(Source data begins)

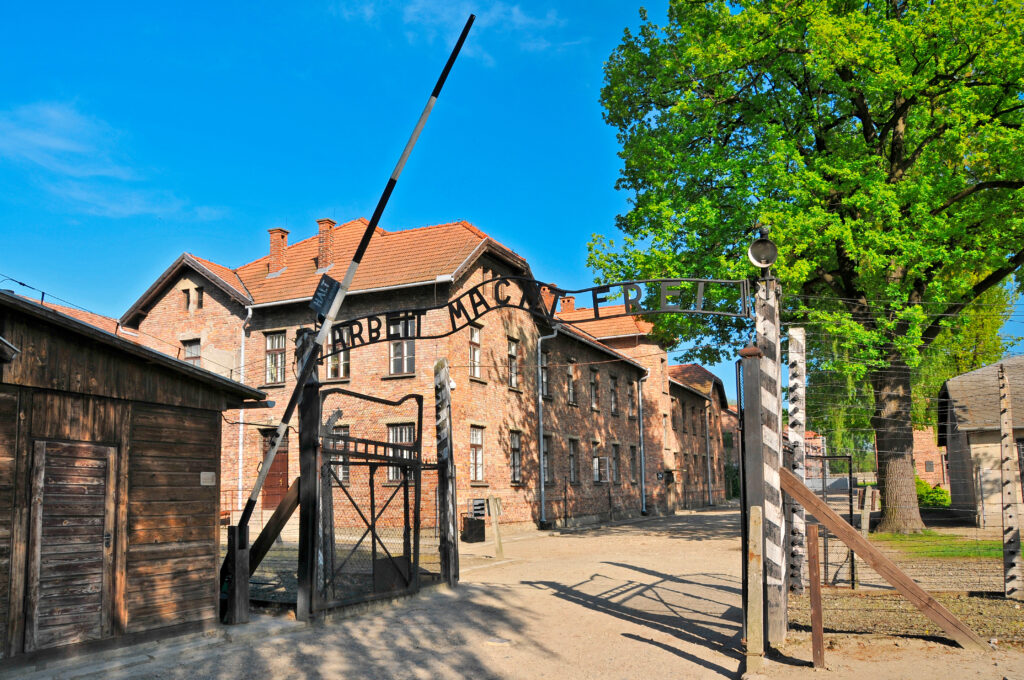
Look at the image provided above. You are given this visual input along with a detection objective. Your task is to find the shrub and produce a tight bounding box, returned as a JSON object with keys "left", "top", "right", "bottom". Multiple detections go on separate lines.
{"left": 916, "top": 477, "right": 951, "bottom": 508}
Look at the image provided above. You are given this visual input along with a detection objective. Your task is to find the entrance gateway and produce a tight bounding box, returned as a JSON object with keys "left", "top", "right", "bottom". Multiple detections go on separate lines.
{"left": 219, "top": 12, "right": 989, "bottom": 672}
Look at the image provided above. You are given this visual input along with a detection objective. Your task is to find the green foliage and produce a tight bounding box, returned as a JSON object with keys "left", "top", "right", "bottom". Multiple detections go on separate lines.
{"left": 724, "top": 462, "right": 741, "bottom": 499}
{"left": 871, "top": 530, "right": 1000, "bottom": 559}
{"left": 915, "top": 476, "right": 951, "bottom": 508}
{"left": 593, "top": 0, "right": 1024, "bottom": 368}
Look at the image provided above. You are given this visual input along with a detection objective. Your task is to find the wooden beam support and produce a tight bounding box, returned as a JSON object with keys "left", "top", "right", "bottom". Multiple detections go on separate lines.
{"left": 248, "top": 478, "right": 300, "bottom": 576}
{"left": 745, "top": 506, "right": 765, "bottom": 674}
{"left": 780, "top": 467, "right": 988, "bottom": 650}
{"left": 807, "top": 524, "right": 825, "bottom": 669}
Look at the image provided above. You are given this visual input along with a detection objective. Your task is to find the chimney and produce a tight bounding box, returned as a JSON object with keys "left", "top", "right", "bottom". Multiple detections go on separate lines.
{"left": 561, "top": 296, "right": 575, "bottom": 313}
{"left": 539, "top": 284, "right": 557, "bottom": 312}
{"left": 317, "top": 218, "right": 336, "bottom": 270}
{"left": 268, "top": 228, "right": 289, "bottom": 273}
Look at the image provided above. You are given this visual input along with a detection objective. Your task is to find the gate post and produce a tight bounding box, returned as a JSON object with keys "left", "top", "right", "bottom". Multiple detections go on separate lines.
{"left": 296, "top": 334, "right": 322, "bottom": 621}
{"left": 785, "top": 327, "right": 806, "bottom": 595}
{"left": 739, "top": 343, "right": 764, "bottom": 646}
{"left": 756, "top": 278, "right": 787, "bottom": 645}
{"left": 434, "top": 359, "right": 459, "bottom": 586}
{"left": 223, "top": 524, "right": 249, "bottom": 624}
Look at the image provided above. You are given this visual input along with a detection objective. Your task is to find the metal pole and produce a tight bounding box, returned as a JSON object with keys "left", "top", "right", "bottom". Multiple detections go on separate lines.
{"left": 235, "top": 13, "right": 476, "bottom": 532}
{"left": 296, "top": 352, "right": 321, "bottom": 621}
{"left": 537, "top": 326, "right": 559, "bottom": 527}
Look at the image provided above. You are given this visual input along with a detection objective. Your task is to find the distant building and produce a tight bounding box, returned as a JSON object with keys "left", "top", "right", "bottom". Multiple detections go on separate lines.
{"left": 938, "top": 356, "right": 1024, "bottom": 527}
{"left": 912, "top": 427, "right": 948, "bottom": 488}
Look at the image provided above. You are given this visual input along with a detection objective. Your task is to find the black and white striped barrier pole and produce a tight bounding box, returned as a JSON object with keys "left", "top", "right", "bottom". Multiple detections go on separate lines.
{"left": 235, "top": 14, "right": 476, "bottom": 533}
{"left": 785, "top": 327, "right": 806, "bottom": 595}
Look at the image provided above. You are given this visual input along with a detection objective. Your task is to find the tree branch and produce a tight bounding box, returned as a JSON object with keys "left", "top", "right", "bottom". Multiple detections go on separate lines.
{"left": 930, "top": 180, "right": 1024, "bottom": 216}
{"left": 920, "top": 249, "right": 1024, "bottom": 348}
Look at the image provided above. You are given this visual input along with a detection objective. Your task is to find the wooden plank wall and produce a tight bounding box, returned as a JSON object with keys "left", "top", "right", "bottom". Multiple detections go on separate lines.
{"left": 2, "top": 310, "right": 228, "bottom": 412}
{"left": 0, "top": 386, "right": 18, "bottom": 659}
{"left": 126, "top": 404, "right": 220, "bottom": 633}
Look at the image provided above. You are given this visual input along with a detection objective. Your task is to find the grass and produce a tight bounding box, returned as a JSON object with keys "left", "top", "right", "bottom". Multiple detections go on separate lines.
{"left": 870, "top": 530, "right": 1002, "bottom": 559}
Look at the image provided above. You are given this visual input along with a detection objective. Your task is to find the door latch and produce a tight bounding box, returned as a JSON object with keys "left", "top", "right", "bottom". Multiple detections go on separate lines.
{"left": 104, "top": 532, "right": 112, "bottom": 549}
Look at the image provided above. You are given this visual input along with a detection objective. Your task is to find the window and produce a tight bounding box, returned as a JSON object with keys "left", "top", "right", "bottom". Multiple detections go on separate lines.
{"left": 540, "top": 352, "right": 550, "bottom": 398}
{"left": 470, "top": 426, "right": 484, "bottom": 482}
{"left": 663, "top": 414, "right": 668, "bottom": 442}
{"left": 326, "top": 327, "right": 350, "bottom": 380}
{"left": 265, "top": 332, "right": 286, "bottom": 384}
{"left": 332, "top": 425, "right": 350, "bottom": 483}
{"left": 567, "top": 362, "right": 576, "bottom": 404}
{"left": 195, "top": 286, "right": 204, "bottom": 309}
{"left": 612, "top": 444, "right": 621, "bottom": 483}
{"left": 610, "top": 376, "right": 619, "bottom": 414}
{"left": 672, "top": 398, "right": 679, "bottom": 430}
{"left": 389, "top": 317, "right": 416, "bottom": 375}
{"left": 722, "top": 431, "right": 734, "bottom": 450}
{"left": 629, "top": 445, "right": 638, "bottom": 482}
{"left": 568, "top": 439, "right": 579, "bottom": 484}
{"left": 507, "top": 338, "right": 519, "bottom": 388}
{"left": 543, "top": 435, "right": 553, "bottom": 484}
{"left": 469, "top": 326, "right": 481, "bottom": 379}
{"left": 182, "top": 288, "right": 190, "bottom": 310}
{"left": 510, "top": 431, "right": 522, "bottom": 483}
{"left": 628, "top": 381, "right": 636, "bottom": 418}
{"left": 691, "top": 406, "right": 698, "bottom": 434}
{"left": 925, "top": 460, "right": 935, "bottom": 473}
{"left": 592, "top": 443, "right": 608, "bottom": 483}
{"left": 387, "top": 423, "right": 414, "bottom": 482}
{"left": 589, "top": 369, "right": 599, "bottom": 409}
{"left": 182, "top": 339, "right": 200, "bottom": 366}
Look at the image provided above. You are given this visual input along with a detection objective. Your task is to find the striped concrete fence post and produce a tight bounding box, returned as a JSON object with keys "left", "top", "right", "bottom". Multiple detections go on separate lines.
{"left": 785, "top": 327, "right": 806, "bottom": 595}
{"left": 756, "top": 278, "right": 786, "bottom": 645}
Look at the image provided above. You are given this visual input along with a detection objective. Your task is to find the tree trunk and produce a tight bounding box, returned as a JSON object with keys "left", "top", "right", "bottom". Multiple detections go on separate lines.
{"left": 870, "top": 358, "right": 925, "bottom": 533}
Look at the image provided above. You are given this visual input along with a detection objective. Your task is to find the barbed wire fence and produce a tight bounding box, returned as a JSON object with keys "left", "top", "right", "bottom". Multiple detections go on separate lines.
{"left": 782, "top": 295, "right": 1024, "bottom": 643}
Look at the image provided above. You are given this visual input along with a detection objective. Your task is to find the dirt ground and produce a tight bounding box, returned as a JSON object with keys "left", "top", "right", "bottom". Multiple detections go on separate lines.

(Source data ends)

[Work request]:
The data is to be restated word for word, with any pictures set aside.

[Problem solution]:
Look at the image provided above. You are given this visual input along with a detection objective. Your task is to find the shrub and produce a tight bounding box, returned as a JSON object with keys "left", "top", "right", "bottom". Multiple detections go on separate lines.
{"left": 916, "top": 477, "right": 951, "bottom": 508}
Look at the image provided above. You are given this visual input along with a detection objective. Your task is to find the entrance gateway and produce a tight bounding box, returned as a JSON object with keys "left", "top", "right", "bottom". Multiple detections go on separate lines.
{"left": 219, "top": 12, "right": 989, "bottom": 672}
Look at the image provided above. You are given this visual input along with a detection objective. Your task is to find the green foliage and produce a tight bounding box, returned as a JSON object with keys "left", "top", "right", "bottom". Multiple detections go on separate lines.
{"left": 724, "top": 462, "right": 741, "bottom": 499}
{"left": 871, "top": 530, "right": 1000, "bottom": 559}
{"left": 915, "top": 476, "right": 951, "bottom": 508}
{"left": 593, "top": 0, "right": 1024, "bottom": 368}
Look at the image provided above. You are given this visual input along with a detection objective. Your task is to find the wooden beam support and produce a tight bounding box, returned as a JSON object with keys "left", "top", "right", "bottom". Multiple detections go on separate lines.
{"left": 248, "top": 478, "right": 300, "bottom": 576}
{"left": 745, "top": 506, "right": 765, "bottom": 674}
{"left": 780, "top": 467, "right": 988, "bottom": 650}
{"left": 807, "top": 524, "right": 825, "bottom": 669}
Look at the image provided above. You are given this visual input along with a detection objective. Your task is to find the chimney and produce a tight bounding box, returned as a JSON object with keys "left", "top", "right", "bottom". Multiple detections go on separate lines.
{"left": 561, "top": 296, "right": 575, "bottom": 313}
{"left": 539, "top": 284, "right": 557, "bottom": 312}
{"left": 317, "top": 218, "right": 336, "bottom": 270}
{"left": 268, "top": 228, "right": 289, "bottom": 273}
Look at the image provided above. You are given this visual input along with a detection objective. Your task is to find the gate post and produce a tight bounding box, returned as a JSON object with keys "left", "top", "right", "bottom". Multiple detections go on separate lines.
{"left": 296, "top": 334, "right": 322, "bottom": 621}
{"left": 785, "top": 327, "right": 806, "bottom": 595}
{"left": 739, "top": 343, "right": 764, "bottom": 646}
{"left": 756, "top": 278, "right": 787, "bottom": 645}
{"left": 434, "top": 359, "right": 459, "bottom": 586}
{"left": 223, "top": 524, "right": 249, "bottom": 624}
Look at the image provided above. You are given this visual input along with a detection objective. Your task is to find the metal pole and produce a tight bounding box, returned as a JSON object with keys "left", "top", "right", "bottom". Multiple detections go on separate lines.
{"left": 235, "top": 13, "right": 476, "bottom": 532}
{"left": 296, "top": 352, "right": 321, "bottom": 621}
{"left": 537, "top": 326, "right": 559, "bottom": 527}
Look at the image provided above. You are given this visual input along with a detection objective. Your task is to find the distant building and produce a tight bounding box, returned as a JSON object with keys "left", "top", "right", "bottom". Multiple detections go on separate lines.
{"left": 938, "top": 356, "right": 1024, "bottom": 527}
{"left": 912, "top": 427, "right": 948, "bottom": 488}
Look at the image provided above. You are given this visual input along with a detection objective. Your task is to find the black and white striped barrier pole and produce a tight bounding box, returned as a JSON object with keys "left", "top", "right", "bottom". Multiple detections go on separate lines.
{"left": 235, "top": 14, "right": 476, "bottom": 533}
{"left": 785, "top": 327, "right": 806, "bottom": 595}
Look at the image provided above. You are given this visual input along with a detection objective. Your task is to find the tree branch and produce a tight bounding box, returned as a JSON object with keys "left", "top", "right", "bottom". Multiple detections go on separate lines.
{"left": 930, "top": 180, "right": 1024, "bottom": 216}
{"left": 920, "top": 249, "right": 1024, "bottom": 348}
Look at the image provided above. You are given this visual input along with a detection objective. Your task is to find the wooden plank wall and produce a tight bounding box, returned as a JSON object with keys "left", "top", "right", "bottom". Multiple detections go on separate lines.
{"left": 2, "top": 310, "right": 228, "bottom": 412}
{"left": 0, "top": 386, "right": 18, "bottom": 659}
{"left": 126, "top": 404, "right": 220, "bottom": 633}
Look at the image provided above. You are given this visual input along with a detection objective. Your task is to find the grass and produce a tight bounding box, returned as a JSON object with keys "left", "top", "right", "bottom". Multiple detections go on separate lines.
{"left": 870, "top": 530, "right": 1002, "bottom": 559}
Look at the image provided above. You are given this visual input along with a detection objective. Your task is to find the door latch and produce a tight bounding box, returned as a JSON object with keys "left", "top", "right", "bottom". Multiple detections go on separate lines.
{"left": 104, "top": 532, "right": 112, "bottom": 549}
Look at the image provided above. You are given this visual input along with a detection objective. Your task is to find the window and produce a tight bounding box, returned as a JSON object with keys "left", "top", "right", "bottom". Multiple detections go on separate lines.
{"left": 540, "top": 352, "right": 550, "bottom": 398}
{"left": 470, "top": 426, "right": 484, "bottom": 482}
{"left": 663, "top": 414, "right": 668, "bottom": 442}
{"left": 326, "top": 327, "right": 350, "bottom": 380}
{"left": 265, "top": 332, "right": 286, "bottom": 384}
{"left": 332, "top": 425, "right": 350, "bottom": 483}
{"left": 567, "top": 362, "right": 576, "bottom": 404}
{"left": 195, "top": 286, "right": 204, "bottom": 309}
{"left": 612, "top": 444, "right": 621, "bottom": 483}
{"left": 610, "top": 376, "right": 619, "bottom": 414}
{"left": 672, "top": 398, "right": 679, "bottom": 430}
{"left": 389, "top": 317, "right": 416, "bottom": 375}
{"left": 722, "top": 431, "right": 734, "bottom": 450}
{"left": 629, "top": 445, "right": 638, "bottom": 482}
{"left": 568, "top": 439, "right": 579, "bottom": 484}
{"left": 507, "top": 338, "right": 519, "bottom": 388}
{"left": 543, "top": 435, "right": 553, "bottom": 484}
{"left": 469, "top": 326, "right": 481, "bottom": 379}
{"left": 182, "top": 288, "right": 190, "bottom": 310}
{"left": 510, "top": 431, "right": 522, "bottom": 483}
{"left": 628, "top": 381, "right": 636, "bottom": 418}
{"left": 691, "top": 406, "right": 698, "bottom": 434}
{"left": 925, "top": 460, "right": 935, "bottom": 473}
{"left": 592, "top": 443, "right": 608, "bottom": 483}
{"left": 387, "top": 423, "right": 414, "bottom": 482}
{"left": 589, "top": 369, "right": 599, "bottom": 409}
{"left": 182, "top": 339, "right": 200, "bottom": 366}
Look at the image provided above. You are given this visual input along with a detection objective. Your task is to find the striped concrete fence post and produce a tight bounding box, returned as a JSON object with keys "left", "top", "right", "bottom". Multiple detections go on separate lines.
{"left": 785, "top": 327, "right": 806, "bottom": 595}
{"left": 756, "top": 278, "right": 786, "bottom": 645}
Look at the image provided above. You are given this visual input along with a detection objective. Your task is to find the tree trunk and produce a tight bounding box, returned as a JSON object with keys "left", "top", "right", "bottom". Multiple detections go on separate lines.
{"left": 870, "top": 358, "right": 925, "bottom": 533}
Look at the image provided above. You are given this visual input along with a detection objective. Your task is to find the barbed wire fence and produce a tight bounding box, returned as a JSON object with keys "left", "top", "right", "bottom". Multiple detections go on separate lines.
{"left": 782, "top": 295, "right": 1024, "bottom": 643}
Look at the image provided above. You are given this visual input along with a detection objective. Your task is to find the dirt ground and produce a tight bounding box, returned as a JSON object with keys "left", "top", "right", "bottom". Multiple detections go on separate lines.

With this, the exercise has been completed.